→ **RECORDS TO PROCESS**:
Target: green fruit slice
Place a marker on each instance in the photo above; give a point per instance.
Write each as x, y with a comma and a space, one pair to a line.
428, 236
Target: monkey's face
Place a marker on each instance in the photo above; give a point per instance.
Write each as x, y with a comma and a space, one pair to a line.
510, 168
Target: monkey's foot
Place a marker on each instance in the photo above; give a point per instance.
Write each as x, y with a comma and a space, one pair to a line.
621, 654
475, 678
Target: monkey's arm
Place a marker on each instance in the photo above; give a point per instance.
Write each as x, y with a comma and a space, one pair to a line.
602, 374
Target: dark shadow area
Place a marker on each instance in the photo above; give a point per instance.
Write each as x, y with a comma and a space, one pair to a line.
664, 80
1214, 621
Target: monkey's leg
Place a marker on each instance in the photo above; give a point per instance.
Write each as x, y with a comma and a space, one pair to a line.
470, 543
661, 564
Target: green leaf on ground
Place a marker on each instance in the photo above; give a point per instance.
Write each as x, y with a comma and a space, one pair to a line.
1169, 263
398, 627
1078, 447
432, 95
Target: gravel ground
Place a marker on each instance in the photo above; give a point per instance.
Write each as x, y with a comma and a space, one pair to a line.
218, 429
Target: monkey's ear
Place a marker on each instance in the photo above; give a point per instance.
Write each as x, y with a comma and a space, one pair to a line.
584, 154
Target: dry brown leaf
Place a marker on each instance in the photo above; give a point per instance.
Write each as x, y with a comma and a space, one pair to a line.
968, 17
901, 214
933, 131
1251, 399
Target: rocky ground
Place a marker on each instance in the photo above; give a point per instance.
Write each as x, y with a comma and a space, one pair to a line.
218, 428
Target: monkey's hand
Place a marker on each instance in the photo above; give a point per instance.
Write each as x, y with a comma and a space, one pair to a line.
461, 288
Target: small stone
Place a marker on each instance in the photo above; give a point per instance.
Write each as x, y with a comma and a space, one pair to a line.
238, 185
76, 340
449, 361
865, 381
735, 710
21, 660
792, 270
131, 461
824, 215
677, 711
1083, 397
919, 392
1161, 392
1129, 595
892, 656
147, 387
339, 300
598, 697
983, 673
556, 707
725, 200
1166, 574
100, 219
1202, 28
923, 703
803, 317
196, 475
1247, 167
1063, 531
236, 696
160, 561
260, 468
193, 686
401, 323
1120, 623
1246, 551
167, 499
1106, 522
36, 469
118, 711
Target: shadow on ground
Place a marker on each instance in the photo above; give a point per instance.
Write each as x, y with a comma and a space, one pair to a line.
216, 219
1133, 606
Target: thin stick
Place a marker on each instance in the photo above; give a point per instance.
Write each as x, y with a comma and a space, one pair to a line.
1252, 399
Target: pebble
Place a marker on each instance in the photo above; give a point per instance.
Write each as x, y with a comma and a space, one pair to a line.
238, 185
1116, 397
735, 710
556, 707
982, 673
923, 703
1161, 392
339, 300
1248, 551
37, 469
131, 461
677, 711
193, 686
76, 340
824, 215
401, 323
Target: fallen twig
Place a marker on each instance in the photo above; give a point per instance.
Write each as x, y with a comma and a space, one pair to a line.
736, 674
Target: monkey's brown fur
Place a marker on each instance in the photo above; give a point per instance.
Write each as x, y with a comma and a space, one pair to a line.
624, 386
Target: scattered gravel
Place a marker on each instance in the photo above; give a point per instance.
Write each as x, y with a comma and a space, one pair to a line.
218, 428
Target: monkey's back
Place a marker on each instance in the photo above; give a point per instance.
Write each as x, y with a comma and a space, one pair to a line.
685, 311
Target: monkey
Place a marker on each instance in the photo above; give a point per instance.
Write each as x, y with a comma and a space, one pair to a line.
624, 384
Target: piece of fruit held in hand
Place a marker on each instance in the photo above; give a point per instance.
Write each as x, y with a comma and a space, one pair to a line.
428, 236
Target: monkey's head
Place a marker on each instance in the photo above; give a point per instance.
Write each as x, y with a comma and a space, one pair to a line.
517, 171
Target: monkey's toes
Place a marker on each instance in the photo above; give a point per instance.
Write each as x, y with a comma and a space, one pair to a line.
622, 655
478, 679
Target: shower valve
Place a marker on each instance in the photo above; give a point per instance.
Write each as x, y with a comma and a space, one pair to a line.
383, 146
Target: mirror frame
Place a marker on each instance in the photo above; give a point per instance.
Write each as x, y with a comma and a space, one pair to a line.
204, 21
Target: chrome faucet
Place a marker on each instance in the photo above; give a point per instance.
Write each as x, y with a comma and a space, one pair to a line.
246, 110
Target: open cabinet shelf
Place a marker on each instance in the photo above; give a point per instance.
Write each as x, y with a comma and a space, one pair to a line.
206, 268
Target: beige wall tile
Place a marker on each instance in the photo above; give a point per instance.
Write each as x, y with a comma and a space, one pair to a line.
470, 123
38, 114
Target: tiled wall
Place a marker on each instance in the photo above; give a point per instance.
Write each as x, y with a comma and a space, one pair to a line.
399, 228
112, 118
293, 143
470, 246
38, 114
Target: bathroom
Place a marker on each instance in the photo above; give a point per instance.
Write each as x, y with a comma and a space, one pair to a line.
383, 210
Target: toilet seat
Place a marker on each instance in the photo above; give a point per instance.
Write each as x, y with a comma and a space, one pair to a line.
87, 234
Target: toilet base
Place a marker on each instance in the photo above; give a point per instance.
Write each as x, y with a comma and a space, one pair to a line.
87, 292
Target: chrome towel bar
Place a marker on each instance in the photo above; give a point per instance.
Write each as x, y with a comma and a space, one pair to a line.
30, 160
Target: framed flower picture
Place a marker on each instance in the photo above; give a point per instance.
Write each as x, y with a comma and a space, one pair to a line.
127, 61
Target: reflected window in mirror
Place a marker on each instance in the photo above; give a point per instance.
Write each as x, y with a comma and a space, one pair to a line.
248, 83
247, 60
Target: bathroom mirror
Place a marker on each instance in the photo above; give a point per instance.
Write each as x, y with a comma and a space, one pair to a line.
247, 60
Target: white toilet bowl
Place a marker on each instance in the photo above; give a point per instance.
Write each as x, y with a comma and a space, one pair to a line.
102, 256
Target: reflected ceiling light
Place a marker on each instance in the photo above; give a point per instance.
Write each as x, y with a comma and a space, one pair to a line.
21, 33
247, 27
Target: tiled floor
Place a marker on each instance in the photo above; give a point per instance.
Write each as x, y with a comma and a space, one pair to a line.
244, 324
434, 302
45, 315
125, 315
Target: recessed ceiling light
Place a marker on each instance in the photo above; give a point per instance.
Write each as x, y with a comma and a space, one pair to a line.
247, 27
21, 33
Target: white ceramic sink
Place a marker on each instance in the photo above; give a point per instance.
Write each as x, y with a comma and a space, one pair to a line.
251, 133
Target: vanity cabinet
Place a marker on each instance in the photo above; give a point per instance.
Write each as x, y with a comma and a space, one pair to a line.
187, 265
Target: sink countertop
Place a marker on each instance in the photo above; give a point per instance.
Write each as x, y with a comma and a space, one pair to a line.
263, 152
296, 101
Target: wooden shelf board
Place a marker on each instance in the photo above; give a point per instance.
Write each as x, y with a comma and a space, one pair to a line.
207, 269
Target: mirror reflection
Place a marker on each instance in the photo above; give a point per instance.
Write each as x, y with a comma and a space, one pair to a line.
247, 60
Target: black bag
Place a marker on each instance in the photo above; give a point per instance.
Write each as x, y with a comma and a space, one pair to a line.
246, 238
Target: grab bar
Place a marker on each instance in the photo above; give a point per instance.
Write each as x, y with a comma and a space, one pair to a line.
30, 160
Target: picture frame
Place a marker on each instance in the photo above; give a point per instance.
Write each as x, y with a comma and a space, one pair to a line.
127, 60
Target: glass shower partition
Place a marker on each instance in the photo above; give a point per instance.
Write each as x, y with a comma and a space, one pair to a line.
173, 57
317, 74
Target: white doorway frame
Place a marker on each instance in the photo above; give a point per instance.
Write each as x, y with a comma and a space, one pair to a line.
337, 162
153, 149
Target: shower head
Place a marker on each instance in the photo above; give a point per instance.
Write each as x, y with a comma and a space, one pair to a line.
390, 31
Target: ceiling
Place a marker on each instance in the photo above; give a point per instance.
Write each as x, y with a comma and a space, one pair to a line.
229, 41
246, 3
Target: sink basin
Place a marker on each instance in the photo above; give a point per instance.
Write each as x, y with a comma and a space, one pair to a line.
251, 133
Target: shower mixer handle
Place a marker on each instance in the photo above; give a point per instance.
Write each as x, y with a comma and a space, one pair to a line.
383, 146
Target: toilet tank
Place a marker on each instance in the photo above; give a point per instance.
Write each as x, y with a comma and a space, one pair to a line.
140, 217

→ **WORK TASK**:
Please print verbatim each line from the first line of the entries above to the line that contains "Target: monkey's face", inclusive, and nothing more.

→ **OUTPUT OF THE TASK**:
Target: green fruit slice
Place a marker on each instance in the photo above; give a point per instance.
Write each as x, y with a comma and a space, one pair to a line.
428, 236
Target: monkey's face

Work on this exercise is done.